++++ DATASET EXCERPTS ++++

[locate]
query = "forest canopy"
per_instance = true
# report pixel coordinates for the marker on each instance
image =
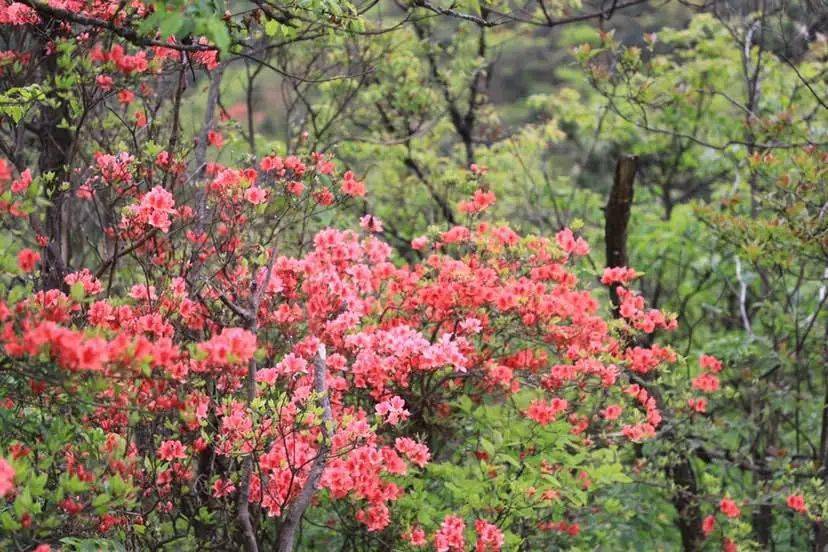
(414, 275)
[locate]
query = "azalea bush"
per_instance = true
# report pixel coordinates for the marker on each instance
(280, 275)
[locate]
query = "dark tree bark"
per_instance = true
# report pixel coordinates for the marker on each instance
(55, 143)
(680, 472)
(617, 213)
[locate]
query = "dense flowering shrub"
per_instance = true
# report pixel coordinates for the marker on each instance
(188, 367)
(283, 378)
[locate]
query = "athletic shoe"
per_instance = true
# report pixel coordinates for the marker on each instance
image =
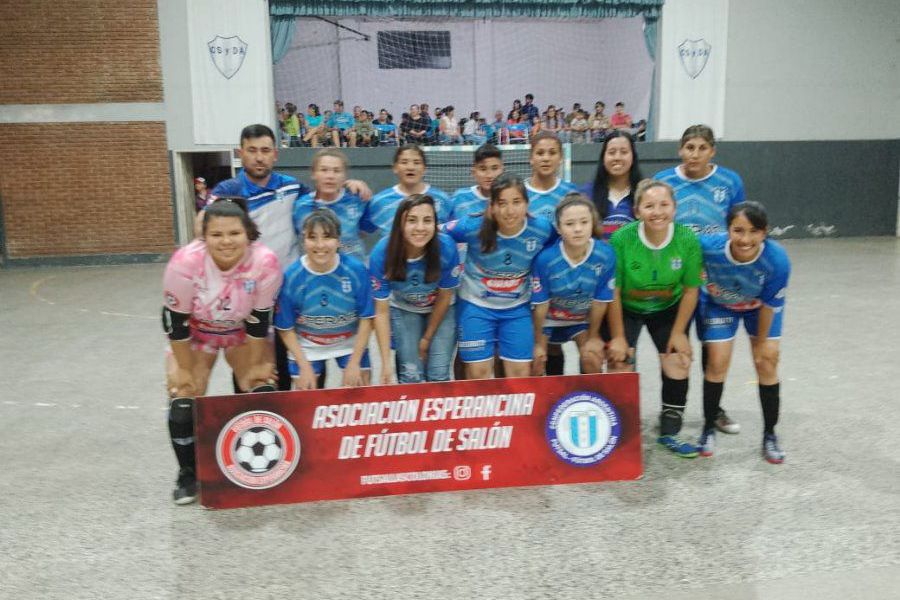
(678, 446)
(707, 442)
(771, 451)
(725, 424)
(186, 487)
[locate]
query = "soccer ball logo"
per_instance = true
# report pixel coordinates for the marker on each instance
(258, 450)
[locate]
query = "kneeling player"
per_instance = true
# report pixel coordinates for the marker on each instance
(746, 279)
(219, 294)
(325, 308)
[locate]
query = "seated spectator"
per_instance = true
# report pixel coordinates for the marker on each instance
(517, 129)
(415, 130)
(316, 130)
(578, 128)
(529, 110)
(620, 119)
(387, 131)
(363, 133)
(471, 133)
(499, 133)
(449, 128)
(553, 123)
(599, 123)
(341, 125)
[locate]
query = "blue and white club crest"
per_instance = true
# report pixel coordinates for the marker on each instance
(693, 55)
(583, 428)
(227, 54)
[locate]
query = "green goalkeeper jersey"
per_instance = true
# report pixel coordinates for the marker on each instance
(653, 279)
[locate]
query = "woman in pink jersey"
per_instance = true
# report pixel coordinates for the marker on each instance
(219, 293)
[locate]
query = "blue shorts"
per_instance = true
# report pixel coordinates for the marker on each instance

++++

TASK TO COMPLETE — Send back the data above word for word, with the pictures left out.

ANSWER TO THIS PROBLEM —
[locate]
query = "forest canopy"
per_instance = true
# report pixel coordinates for the marker on each instance
image =
(414, 275)
[locate]
query = "azalea bush"
per_instance = true
# report pixel coordinates for the marker on each instance
(280, 275)
[locate]
query = "dark tree bark"
per_instance = true
# report pixel coordinates for the marker on each instance
(55, 143)
(680, 472)
(617, 213)
[locate]
query = "dense flowering shrub"
per_instance = true
# report pixel coordinates for the marker on each instance
(188, 367)
(283, 378)
[locate]
query = "athletic shoe"
per_instance = true
# report pixel coordinates for the marker on each instance
image =
(678, 446)
(707, 442)
(771, 451)
(725, 424)
(186, 487)
[locate]
query = "soccer ball logo"
per_instance = true
# report pixel coordinates for the marker on each instance
(258, 450)
[locate]
query = "kneeling player"
per_instance = true
# report pixel coordinates for the marker on each instance
(746, 279)
(219, 294)
(325, 308)
[locate]
query = "seated spectator"
per_instance = true
# report pixel coordinates for the marker on each instance
(517, 129)
(415, 130)
(316, 130)
(578, 128)
(529, 110)
(620, 119)
(387, 131)
(363, 133)
(471, 133)
(499, 133)
(449, 128)
(553, 123)
(599, 123)
(341, 125)
[locate]
query = "blue and white club crest"
per_instance = true
# report pixel coordinates for the marker on each instance
(693, 55)
(583, 428)
(227, 54)
[locate]
query = "green goalkeeper jersey"
per_instance = true
# report pixel coordinates for the marker on each instance
(653, 279)
[locate]
query = "woman in pink jersey"
per_instance = true
# report pixel coordinates for the marker on each instance
(219, 293)
[locate]
query = "blue shorts"
per_instance = true
# report pixel coordinates for the marker on each instance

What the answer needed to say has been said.